• **Aim of the exercise**:
Go through the records below and report each line with "overcast" in it.

(Dataset extract Opens)

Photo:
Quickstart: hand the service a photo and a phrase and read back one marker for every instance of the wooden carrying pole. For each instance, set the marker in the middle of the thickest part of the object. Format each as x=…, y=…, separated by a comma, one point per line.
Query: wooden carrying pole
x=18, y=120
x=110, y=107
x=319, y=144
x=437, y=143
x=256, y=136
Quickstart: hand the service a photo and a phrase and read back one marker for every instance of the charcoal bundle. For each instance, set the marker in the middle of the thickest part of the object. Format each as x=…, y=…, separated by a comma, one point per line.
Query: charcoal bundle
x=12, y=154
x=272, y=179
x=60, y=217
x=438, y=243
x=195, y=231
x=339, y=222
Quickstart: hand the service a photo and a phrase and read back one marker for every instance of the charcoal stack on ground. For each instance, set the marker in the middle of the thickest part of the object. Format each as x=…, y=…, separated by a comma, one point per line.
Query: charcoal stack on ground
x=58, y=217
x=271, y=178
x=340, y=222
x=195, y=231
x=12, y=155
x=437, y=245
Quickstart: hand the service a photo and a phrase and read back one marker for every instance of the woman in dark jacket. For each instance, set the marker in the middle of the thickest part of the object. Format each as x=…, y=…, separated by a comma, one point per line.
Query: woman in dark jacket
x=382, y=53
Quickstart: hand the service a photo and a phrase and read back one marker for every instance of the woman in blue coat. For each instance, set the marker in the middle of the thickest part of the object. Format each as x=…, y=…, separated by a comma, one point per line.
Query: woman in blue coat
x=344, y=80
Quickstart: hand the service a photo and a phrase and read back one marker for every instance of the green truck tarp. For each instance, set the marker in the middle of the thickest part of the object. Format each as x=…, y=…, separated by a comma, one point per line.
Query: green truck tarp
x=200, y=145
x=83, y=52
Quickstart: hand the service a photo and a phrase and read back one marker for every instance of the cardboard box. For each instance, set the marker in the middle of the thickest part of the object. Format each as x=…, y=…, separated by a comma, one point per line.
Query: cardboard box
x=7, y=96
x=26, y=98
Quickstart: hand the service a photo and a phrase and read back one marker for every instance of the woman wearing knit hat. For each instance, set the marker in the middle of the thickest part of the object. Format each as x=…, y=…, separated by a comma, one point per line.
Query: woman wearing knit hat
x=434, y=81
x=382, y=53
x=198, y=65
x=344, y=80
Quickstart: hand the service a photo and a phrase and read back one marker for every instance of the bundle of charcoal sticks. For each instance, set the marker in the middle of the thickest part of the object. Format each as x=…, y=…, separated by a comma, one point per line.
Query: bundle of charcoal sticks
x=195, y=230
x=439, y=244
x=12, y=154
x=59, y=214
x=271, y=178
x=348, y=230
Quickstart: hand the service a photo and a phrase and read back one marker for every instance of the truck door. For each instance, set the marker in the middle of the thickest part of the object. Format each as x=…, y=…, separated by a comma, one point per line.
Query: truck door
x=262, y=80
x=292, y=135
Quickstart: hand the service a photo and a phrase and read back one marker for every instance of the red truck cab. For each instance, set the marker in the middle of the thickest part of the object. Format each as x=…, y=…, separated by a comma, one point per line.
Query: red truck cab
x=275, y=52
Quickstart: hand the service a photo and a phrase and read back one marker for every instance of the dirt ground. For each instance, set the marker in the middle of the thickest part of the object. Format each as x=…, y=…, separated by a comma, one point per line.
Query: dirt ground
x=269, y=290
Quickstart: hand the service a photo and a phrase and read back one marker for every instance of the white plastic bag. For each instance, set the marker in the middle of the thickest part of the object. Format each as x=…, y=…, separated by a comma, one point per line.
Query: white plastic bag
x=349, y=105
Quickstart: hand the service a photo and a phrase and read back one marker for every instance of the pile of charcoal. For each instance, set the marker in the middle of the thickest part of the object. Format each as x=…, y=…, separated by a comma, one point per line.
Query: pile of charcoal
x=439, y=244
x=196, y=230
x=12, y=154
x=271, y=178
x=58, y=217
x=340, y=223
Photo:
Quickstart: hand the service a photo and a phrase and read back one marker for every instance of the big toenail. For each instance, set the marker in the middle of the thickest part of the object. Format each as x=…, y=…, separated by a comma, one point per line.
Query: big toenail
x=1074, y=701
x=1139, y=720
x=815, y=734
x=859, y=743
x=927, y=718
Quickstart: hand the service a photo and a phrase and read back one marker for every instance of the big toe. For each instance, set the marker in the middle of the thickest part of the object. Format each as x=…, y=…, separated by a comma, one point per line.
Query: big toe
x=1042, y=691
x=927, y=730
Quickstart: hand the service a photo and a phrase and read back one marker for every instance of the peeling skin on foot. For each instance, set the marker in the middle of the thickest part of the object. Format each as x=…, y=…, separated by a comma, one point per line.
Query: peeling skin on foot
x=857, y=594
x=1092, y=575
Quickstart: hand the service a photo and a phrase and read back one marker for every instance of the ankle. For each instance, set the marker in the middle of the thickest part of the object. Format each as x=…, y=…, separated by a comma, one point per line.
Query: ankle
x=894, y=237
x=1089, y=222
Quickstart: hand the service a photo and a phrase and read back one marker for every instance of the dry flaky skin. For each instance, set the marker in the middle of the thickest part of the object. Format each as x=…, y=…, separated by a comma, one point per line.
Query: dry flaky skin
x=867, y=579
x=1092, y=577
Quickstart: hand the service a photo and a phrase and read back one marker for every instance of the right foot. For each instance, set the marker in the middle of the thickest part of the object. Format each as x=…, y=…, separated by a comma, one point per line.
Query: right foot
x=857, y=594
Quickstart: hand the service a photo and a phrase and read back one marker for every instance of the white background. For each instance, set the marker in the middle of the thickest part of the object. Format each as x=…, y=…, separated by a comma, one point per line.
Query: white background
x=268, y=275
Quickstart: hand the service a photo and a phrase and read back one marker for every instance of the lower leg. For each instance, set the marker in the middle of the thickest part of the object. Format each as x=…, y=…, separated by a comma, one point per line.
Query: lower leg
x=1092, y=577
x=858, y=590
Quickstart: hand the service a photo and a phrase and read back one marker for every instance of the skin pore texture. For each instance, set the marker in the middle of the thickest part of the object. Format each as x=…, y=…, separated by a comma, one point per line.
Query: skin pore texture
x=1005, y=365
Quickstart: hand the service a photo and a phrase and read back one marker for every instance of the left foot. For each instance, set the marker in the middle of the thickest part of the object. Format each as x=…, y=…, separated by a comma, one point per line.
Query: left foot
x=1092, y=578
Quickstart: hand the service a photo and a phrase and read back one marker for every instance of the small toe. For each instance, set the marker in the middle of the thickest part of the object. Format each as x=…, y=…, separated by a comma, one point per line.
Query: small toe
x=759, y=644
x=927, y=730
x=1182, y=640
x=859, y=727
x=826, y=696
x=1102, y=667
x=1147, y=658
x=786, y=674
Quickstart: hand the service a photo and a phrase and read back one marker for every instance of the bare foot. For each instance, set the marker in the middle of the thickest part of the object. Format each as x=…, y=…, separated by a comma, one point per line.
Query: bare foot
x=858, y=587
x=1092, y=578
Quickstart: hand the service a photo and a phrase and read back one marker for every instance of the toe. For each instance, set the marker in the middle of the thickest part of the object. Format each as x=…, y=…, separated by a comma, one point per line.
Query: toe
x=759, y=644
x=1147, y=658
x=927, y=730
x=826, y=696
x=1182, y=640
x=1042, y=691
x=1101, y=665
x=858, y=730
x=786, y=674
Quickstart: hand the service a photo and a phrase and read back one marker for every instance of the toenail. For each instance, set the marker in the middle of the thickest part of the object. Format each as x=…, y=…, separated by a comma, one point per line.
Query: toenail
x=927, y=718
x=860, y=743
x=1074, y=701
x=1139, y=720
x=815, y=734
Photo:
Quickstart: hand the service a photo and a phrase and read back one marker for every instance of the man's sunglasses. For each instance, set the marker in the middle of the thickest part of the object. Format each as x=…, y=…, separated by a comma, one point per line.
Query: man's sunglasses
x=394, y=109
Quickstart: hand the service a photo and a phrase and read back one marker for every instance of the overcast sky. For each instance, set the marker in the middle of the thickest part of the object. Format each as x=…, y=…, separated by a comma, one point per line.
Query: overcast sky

(Dataset extract Closes)

• **Final answer**:
Quickstart: hand the service a photo and a phrase and read back one marker for every instance of the overcast sky. For each instance, set the marker in the middle of the thickest part of the object. Format each as x=…, y=…, separated by a comma, one point per line.
Query: overcast sky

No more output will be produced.